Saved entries
--*--
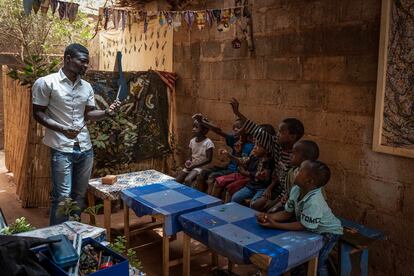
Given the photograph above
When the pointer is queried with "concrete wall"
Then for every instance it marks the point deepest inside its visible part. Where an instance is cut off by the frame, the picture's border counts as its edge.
(317, 61)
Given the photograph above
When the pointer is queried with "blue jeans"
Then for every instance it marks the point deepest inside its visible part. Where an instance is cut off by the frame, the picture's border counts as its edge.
(329, 241)
(70, 176)
(246, 193)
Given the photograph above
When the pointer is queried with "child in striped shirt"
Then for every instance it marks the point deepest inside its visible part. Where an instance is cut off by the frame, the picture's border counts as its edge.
(279, 146)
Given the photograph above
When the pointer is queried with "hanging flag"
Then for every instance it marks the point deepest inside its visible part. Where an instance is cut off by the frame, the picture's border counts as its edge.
(209, 17)
(145, 22)
(161, 18)
(44, 7)
(200, 19)
(53, 5)
(123, 20)
(115, 18)
(225, 17)
(189, 18)
(106, 18)
(168, 16)
(217, 15)
(72, 11)
(129, 16)
(36, 5)
(176, 21)
(233, 17)
(62, 9)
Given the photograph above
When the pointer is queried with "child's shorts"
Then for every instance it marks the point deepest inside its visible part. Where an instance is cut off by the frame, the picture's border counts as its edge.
(198, 170)
(232, 182)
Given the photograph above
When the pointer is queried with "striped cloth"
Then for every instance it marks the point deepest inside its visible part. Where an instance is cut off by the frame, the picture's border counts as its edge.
(282, 157)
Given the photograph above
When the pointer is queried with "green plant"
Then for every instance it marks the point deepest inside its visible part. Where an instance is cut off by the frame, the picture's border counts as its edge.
(93, 211)
(69, 208)
(39, 34)
(38, 39)
(37, 67)
(19, 226)
(119, 246)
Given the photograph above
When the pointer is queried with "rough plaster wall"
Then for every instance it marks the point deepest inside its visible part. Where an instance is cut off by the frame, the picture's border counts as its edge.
(5, 59)
(315, 60)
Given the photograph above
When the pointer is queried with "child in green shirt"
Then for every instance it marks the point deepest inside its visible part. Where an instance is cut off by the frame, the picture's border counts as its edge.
(302, 150)
(307, 204)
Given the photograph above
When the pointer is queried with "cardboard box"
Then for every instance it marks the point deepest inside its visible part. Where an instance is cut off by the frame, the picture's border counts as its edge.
(119, 269)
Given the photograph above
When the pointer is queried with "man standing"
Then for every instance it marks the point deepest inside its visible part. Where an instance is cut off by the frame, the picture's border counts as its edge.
(62, 102)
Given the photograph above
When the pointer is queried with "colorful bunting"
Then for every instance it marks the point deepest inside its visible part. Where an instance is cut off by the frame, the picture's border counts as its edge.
(200, 19)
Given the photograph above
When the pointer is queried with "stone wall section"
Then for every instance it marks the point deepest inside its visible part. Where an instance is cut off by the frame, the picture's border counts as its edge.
(317, 61)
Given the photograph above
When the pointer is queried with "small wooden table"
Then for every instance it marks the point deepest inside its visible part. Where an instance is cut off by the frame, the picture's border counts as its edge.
(165, 202)
(108, 193)
(231, 230)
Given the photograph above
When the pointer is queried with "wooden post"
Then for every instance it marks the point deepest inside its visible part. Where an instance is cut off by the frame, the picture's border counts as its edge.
(313, 267)
(214, 259)
(126, 225)
(186, 254)
(91, 202)
(107, 218)
(165, 254)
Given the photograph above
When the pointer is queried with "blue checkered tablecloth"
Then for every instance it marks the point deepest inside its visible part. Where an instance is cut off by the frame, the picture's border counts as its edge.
(169, 199)
(126, 181)
(232, 231)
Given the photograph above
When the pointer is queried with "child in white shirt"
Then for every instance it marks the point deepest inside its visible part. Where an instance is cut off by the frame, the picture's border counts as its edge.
(201, 155)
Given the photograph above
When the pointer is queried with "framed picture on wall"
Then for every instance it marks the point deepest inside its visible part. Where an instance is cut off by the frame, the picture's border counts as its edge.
(394, 109)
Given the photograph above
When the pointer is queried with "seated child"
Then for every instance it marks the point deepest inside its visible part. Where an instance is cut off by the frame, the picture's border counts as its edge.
(234, 140)
(307, 204)
(279, 146)
(302, 150)
(201, 155)
(259, 166)
(235, 181)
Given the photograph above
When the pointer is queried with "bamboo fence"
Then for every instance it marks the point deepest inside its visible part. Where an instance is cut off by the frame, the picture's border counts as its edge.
(26, 156)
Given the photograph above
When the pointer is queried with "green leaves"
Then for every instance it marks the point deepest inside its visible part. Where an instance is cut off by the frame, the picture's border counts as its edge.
(35, 67)
(19, 226)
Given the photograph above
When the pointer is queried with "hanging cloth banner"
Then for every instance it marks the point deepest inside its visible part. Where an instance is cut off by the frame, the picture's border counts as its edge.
(67, 10)
(222, 17)
(122, 86)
--*--
§ **Problem details**: Your task is to copy each line of the entries that includes the word "wall".

§ **Problem solution**:
When the pointer is queried with "concrete wall"
When the pointer is queried with "rough plaster wall"
When the pointer is queried with "stone wall section"
When the pointer is queried with "framed picture on wall"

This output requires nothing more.